**ASSIGNMENT 1:**
Decide whether each statement below agrees with the Social Security posts. For each, answer yes or no and quote the deciding words of the text exactly.
(a) Juarez has been in a wheelchair for twenty years.
(b) Brown says the rule change would prevent the House from passing clean reallocations of the Social Security Trust Fund.
(c) In the update, the writer says the proposal is now clear.
**ASSIGNMENT 2:**
Reproduce the stretch of the Social Security posts from "From some television" through "for 35 years.", word for word.

**DOCUMENT SEGMENT:**
Is There Much Of This?

     From some television station in Colorado that doesn't put its real name on its website:
Fifty-seven-year-old Galdino Juarez depends on his Social Security benefits. He's been in a wheelchair for a decade.
According to two letters he's received from the Social Security Administration, the agency says it will stop paying Juarez because the Department of Homeland Security informed them Juarez has been deported.
However, DHS confirmed to 9NEWS that Juarez is a lawful permanent resident. He has been a legal resident and a green card holder for 35 years.

Jan 6, 2015

Don't Know What He's Talking About

     From a press release issued by Senator Sherrod Brown:
Today, U.S. Sen. Sherrod Brown (D-OH) condemned a dangerous new rule in the House of Representatives that would undermine Social Security by attacking Social Security Disability Insurance (SSDI). The unprecedented rule change would prevent the House of Representatives from passing clean reallocations of the Social Security Trust Fund.
“Today, House Republicans are trying to change rules that have been in place for decades as a way to attack social insurance,” Brown said. “Rather than solve the short-term problems facing the Social Security Disability program as we have in the past, Republicans want to set the stage to cut benefits for seniors and disabled Americans.”
     Update: Here's a little more on what he's talking about but, really, I still don't know what's being proposed. If they're proposing that the projected shortfall in the Social Security Disability Trust Fund can only be made up by cutting Social Security disability benefits, they're setting up a major issue for the 2016 election.

**GIVEN MATERIAL:**
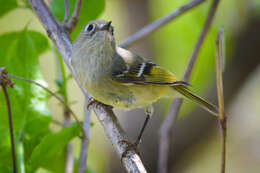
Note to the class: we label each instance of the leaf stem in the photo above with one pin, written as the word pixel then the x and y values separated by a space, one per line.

**EXERCISE OUTPUT 1:**
(a) No: "He's been in a wheelchair for a decade."
(b) Yes: "The unprecedented rule change would prevent the House of Representatives from passing clean reallocations of the Social Security Trust Fund."
(c) No: "really, I still don't know what's being proposed."

**EXERCISE OUTPUT 2:**
From some television station in Colorado that doesn't put its real name on its website:
Fifty-seven-year-old Galdino Juarez depends on his Social Security benefits. He's been in a wheelchair for a decade.
According to two letters he's received from the Social Security Administration, the agency says it will stop paying Juarez because the Department of Homeland Security informed them Juarez has been deported.
However, DHS confirmed to 9NEWS that Juarez is a lawful permanent resident. He has been a legal resident and a green card holder for 35 years.